[TÂCHE] Réécrivez en CSV à deux colonnes, texte et reponse, les lignes allant de celle qui contient "Target: cabinet side panel" jusqu'à celle qui contient "[[[140,97],[256,141],[256,1],[0,1],[0,112]]]", bornes comprises, avec une rangée par cible. Mettez chaque champ entre guillemets, remplacez les sauts de ligne par des espaces et laissez les images de côté.
##############################
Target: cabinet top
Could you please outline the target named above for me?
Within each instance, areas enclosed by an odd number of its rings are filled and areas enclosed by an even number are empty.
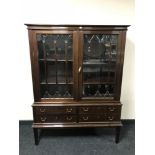
[[[71,25],[71,24],[25,24],[31,30],[44,30],[44,29],[65,29],[65,30],[127,30],[130,25]]]

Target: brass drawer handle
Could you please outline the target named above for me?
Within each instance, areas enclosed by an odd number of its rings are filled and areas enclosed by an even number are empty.
[[[112,120],[114,120],[114,117],[113,117],[113,116],[109,116],[108,119],[109,119],[110,121],[112,121]]]
[[[45,112],[45,108],[44,109],[40,108],[40,112]]]
[[[108,109],[109,109],[109,111],[111,111],[111,112],[112,112],[112,111],[115,111],[115,107],[109,107]]]
[[[83,117],[83,120],[84,120],[84,121],[87,121],[87,120],[88,120],[88,116],[86,116],[86,117],[84,116],[84,117]]]
[[[67,116],[66,119],[67,119],[67,121],[71,121],[72,120],[72,116]]]
[[[88,111],[88,108],[86,108],[86,107],[85,107],[85,108],[83,108],[83,111],[87,112],[87,111]]]
[[[40,119],[41,119],[42,122],[45,122],[47,120],[46,117],[41,117]]]
[[[67,108],[66,112],[72,112],[72,110],[73,110],[72,108]]]

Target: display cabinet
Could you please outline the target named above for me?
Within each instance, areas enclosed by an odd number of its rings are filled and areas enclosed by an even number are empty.
[[[29,34],[38,129],[113,127],[119,141],[128,25],[34,25]]]

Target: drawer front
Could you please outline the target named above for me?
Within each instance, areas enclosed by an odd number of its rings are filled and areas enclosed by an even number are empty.
[[[111,115],[80,115],[79,122],[110,122],[110,121],[120,121],[119,114]]]
[[[79,115],[79,122],[103,122],[105,120],[105,115]]]
[[[106,114],[106,121],[120,121],[120,114]]]
[[[106,113],[120,113],[120,112],[121,112],[121,105],[106,106]]]
[[[36,114],[76,114],[76,107],[39,106],[34,111]]]
[[[34,118],[35,123],[75,123],[76,121],[76,115],[36,115]]]
[[[106,111],[105,106],[83,106],[79,107],[79,114],[103,114]]]

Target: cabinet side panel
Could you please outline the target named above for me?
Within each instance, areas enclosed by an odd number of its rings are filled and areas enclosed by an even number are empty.
[[[33,82],[33,94],[34,100],[40,100],[40,88],[39,88],[39,73],[38,73],[38,57],[37,49],[34,42],[35,34],[33,30],[28,30],[29,35],[29,46],[30,46],[30,58],[31,58],[31,71],[32,71],[32,82]]]
[[[122,74],[123,74],[123,63],[124,63],[124,53],[125,53],[125,42],[126,42],[126,31],[122,31],[120,33],[120,51],[119,51],[119,58],[118,63],[119,67],[117,69],[117,90],[116,90],[116,100],[120,100],[121,95],[121,86],[122,86]]]

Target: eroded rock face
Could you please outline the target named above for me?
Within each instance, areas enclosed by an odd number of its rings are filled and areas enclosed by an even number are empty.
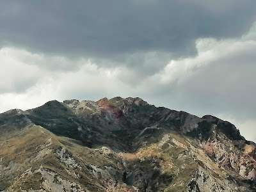
[[[255,191],[256,145],[232,124],[140,98],[0,114],[3,191]]]

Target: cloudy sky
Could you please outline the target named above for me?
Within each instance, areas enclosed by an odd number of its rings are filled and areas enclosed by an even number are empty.
[[[140,97],[256,141],[256,1],[0,1],[0,112]]]

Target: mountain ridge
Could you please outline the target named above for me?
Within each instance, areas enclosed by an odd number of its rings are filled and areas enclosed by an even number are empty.
[[[45,141],[37,143],[38,138],[28,131],[39,137],[41,132],[46,134]],[[255,189],[256,145],[241,136],[233,124],[211,115],[200,118],[184,111],[157,108],[138,97],[103,98],[96,102],[52,100],[27,111],[10,110],[0,114],[0,132],[2,147],[12,145],[11,148],[15,149],[12,159],[7,157],[10,152],[6,150],[0,152],[0,170],[4,173],[0,179],[9,178],[0,180],[0,190]],[[19,148],[13,144],[16,138],[29,140]],[[50,138],[51,141],[48,142]],[[42,148],[24,150],[29,142]],[[24,159],[29,163],[18,163],[15,155],[20,150],[25,156],[33,154],[36,161],[28,156]],[[91,153],[92,159],[88,153]],[[44,162],[45,157],[50,160]],[[13,172],[6,171],[10,169],[14,169]],[[29,173],[25,174],[29,169]],[[83,173],[84,170],[88,173]],[[29,182],[26,185],[16,182],[35,175],[43,178],[38,183],[35,181],[36,187]],[[52,179],[49,175],[54,176]],[[76,186],[74,189],[70,189],[72,186]]]

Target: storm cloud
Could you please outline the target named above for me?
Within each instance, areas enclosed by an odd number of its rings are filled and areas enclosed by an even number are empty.
[[[140,97],[256,141],[255,1],[1,1],[0,111]]]

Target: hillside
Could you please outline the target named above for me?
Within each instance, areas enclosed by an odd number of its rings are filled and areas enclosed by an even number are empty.
[[[256,145],[140,98],[0,114],[0,191],[256,191]]]

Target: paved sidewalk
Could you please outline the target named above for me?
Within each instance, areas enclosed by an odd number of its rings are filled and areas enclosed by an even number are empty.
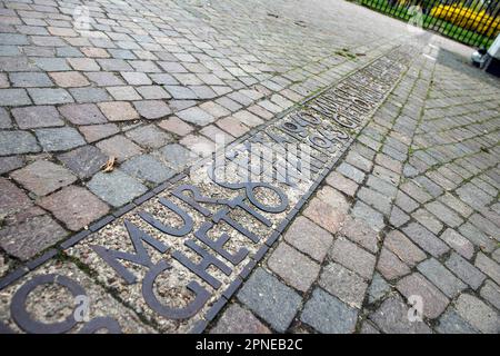
[[[73,3],[0,2],[0,332],[500,332],[500,81],[287,3],[103,1],[79,31]],[[216,184],[216,136],[309,139],[316,170]]]

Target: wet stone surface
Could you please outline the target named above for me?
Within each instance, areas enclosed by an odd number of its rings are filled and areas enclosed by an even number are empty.
[[[191,167],[188,176],[166,190],[153,194],[146,202],[136,200],[137,207],[132,205],[129,212],[114,220],[104,218],[104,222],[110,220],[112,222],[106,224],[98,231],[93,233],[91,226],[91,234],[82,236],[81,240],[76,239],[74,245],[63,244],[62,254],[87,266],[93,278],[123,303],[119,308],[127,313],[117,317],[119,324],[123,317],[140,315],[148,326],[154,327],[158,332],[187,333],[199,323],[210,322],[213,318],[211,308],[216,308],[232,296],[236,291],[233,286],[240,284],[241,278],[249,273],[250,267],[246,267],[247,265],[252,266],[263,257],[269,246],[289,224],[288,216],[290,214],[293,216],[296,214],[293,209],[300,208],[306,202],[303,197],[312,192],[311,189],[316,188],[314,182],[324,177],[334,159],[340,157],[341,149],[349,144],[348,131],[359,127],[364,117],[383,99],[393,80],[401,75],[403,65],[399,61],[404,62],[408,59],[409,55],[404,51],[394,51],[391,58],[382,57],[359,72],[356,78],[348,78],[338,87],[310,101],[307,108],[292,111],[283,119],[271,121],[266,129],[230,147],[223,155],[217,154],[214,159],[209,158],[203,164]],[[382,72],[384,76],[380,76]],[[357,87],[359,80],[372,87],[366,89],[374,95],[372,100],[361,99],[361,91]],[[119,112],[114,107],[103,108],[109,119]],[[114,111],[111,112],[111,109]],[[199,110],[201,109],[186,111],[186,115],[192,118],[191,122],[199,123],[201,121],[197,120],[207,118]],[[337,116],[338,110],[350,111],[351,116]],[[180,117],[182,118],[182,115]],[[141,131],[130,131],[127,136],[136,141],[143,140]],[[148,138],[158,139],[158,146],[163,144],[160,142],[163,139],[162,135]],[[311,167],[304,167],[293,157],[290,158],[291,156],[276,155],[267,161],[264,159],[263,165],[267,166],[263,168],[261,162],[254,161],[254,157],[249,155],[252,145],[266,150],[277,146],[284,149],[286,144],[307,144],[312,157]],[[157,144],[148,142],[148,145]],[[73,155],[80,152],[84,151],[76,151]],[[154,164],[143,161],[142,157],[146,156],[137,158],[137,161],[136,158],[124,161],[121,170],[139,180],[154,181],[154,177],[150,176]],[[69,168],[83,175],[86,167],[74,166],[72,158],[71,155],[61,157]],[[164,158],[162,160],[169,165],[168,160],[172,157]],[[157,162],[153,156],[149,159]],[[283,170],[283,167],[287,169]],[[144,186],[139,180],[124,175],[121,170],[96,175],[88,188],[114,207],[146,192]],[[22,176],[19,179],[22,179]],[[31,180],[24,184],[33,186]],[[50,190],[44,189],[41,192]],[[64,191],[61,190],[60,194],[64,195]],[[332,195],[332,191],[329,194],[323,199],[339,197]],[[340,216],[346,212],[346,202],[332,206],[323,200],[317,200]],[[47,199],[42,206],[56,208],[51,207],[50,200]],[[320,210],[314,210],[310,217],[313,222],[318,220],[314,216],[321,214]],[[329,218],[323,217],[319,220],[329,221]],[[334,229],[329,224],[322,226],[324,228],[323,230],[317,227],[324,235],[318,237],[318,244],[330,245],[331,239],[328,235],[336,233],[342,220],[343,216],[342,219],[338,218],[334,221]],[[67,224],[70,228],[74,228],[76,224],[82,222],[69,220]],[[292,239],[291,244],[300,246],[300,240],[289,238]],[[369,255],[357,249],[350,251],[357,256]],[[304,253],[308,254],[307,249]],[[289,275],[289,270],[283,269],[287,265],[280,259],[297,259],[296,255],[300,256],[300,261],[296,263],[304,264],[307,267],[302,270],[309,280],[307,283],[304,276]],[[310,255],[316,259],[324,258],[324,255],[313,253]],[[273,256],[271,269],[281,274],[301,291],[308,290],[319,275],[318,263],[296,251],[293,247],[277,250]],[[360,266],[357,271],[362,277],[368,277],[371,269],[372,261],[369,259],[368,264]],[[72,279],[74,276],[70,271],[71,268],[62,268],[60,274]],[[37,271],[30,273],[16,286],[19,287],[23,283],[26,285],[27,280],[29,285],[30,278],[36,276]],[[292,288],[263,269],[259,269],[259,274],[250,278],[250,281],[252,279],[256,281],[246,284],[238,298],[266,319],[273,329],[284,332],[298,312],[301,298]],[[360,307],[358,295],[367,288],[362,278],[347,271],[337,277],[327,276],[324,283],[330,286],[338,283],[336,278],[339,281],[352,278],[358,283],[356,290],[344,290],[339,297]],[[8,308],[12,303],[12,288],[14,287],[2,290],[3,308]],[[40,297],[50,299],[50,293],[47,293],[47,297],[46,293],[41,293]],[[289,307],[286,314],[282,308],[276,309],[279,300],[287,300]],[[333,309],[327,310],[327,314],[331,320],[344,320],[334,329],[324,322],[312,320],[322,314],[324,308],[330,307]],[[320,332],[351,332],[356,316],[357,312],[352,307],[323,290],[316,290],[313,299],[307,304],[302,319]],[[13,324],[18,324],[17,316],[13,316]],[[146,330],[148,326],[134,322],[129,324],[127,326],[129,329],[124,332],[133,328]]]

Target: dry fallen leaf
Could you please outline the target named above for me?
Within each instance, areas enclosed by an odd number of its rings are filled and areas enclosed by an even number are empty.
[[[101,167],[102,171],[103,172],[113,171],[116,162],[117,162],[117,158],[114,156],[110,156],[110,158],[108,158],[108,161],[104,165],[102,165],[102,167]]]

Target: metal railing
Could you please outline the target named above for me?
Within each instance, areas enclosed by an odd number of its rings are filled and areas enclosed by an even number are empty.
[[[500,0],[354,0],[459,42],[489,47],[500,33]]]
##############################
[CORRIGÉ]
texte,reponse
"Target: cabinet side panel Could you please outline the target named above for me? Within each instance, areas enclosed by an odd number of its rings are filled and areas enclosed by an even number are empty.","[[[33,82],[33,94],[34,100],[40,100],[40,88],[39,88],[39,73],[38,73],[38,57],[37,49],[34,42],[35,34],[33,30],[28,30],[29,35],[29,46],[30,46],[30,58],[31,58],[31,71],[32,71],[32,82]]] [[[122,74],[123,74],[123,63],[124,63],[124,53],[125,53],[125,42],[126,42],[126,31],[122,31],[120,33],[120,51],[119,51],[119,58],[118,63],[119,67],[117,69],[117,90],[116,90],[116,100],[120,100],[121,95],[121,86],[122,86]]]"
"Target: eroded rock face Could you please outline the target named above for me? Within each instance, areas enclosed by an odd number of its rings are filled and areas enclosed by an even number are empty.","[[[255,191],[256,145],[232,124],[140,98],[0,114],[3,191]]]"
"Target: cloudy sky Could you please outline the target named above for me? Within each instance, areas enclosed by an odd number of its rings are filled and areas enclosed by an even number are empty.","[[[140,97],[256,141],[256,1],[0,1],[0,112]]]"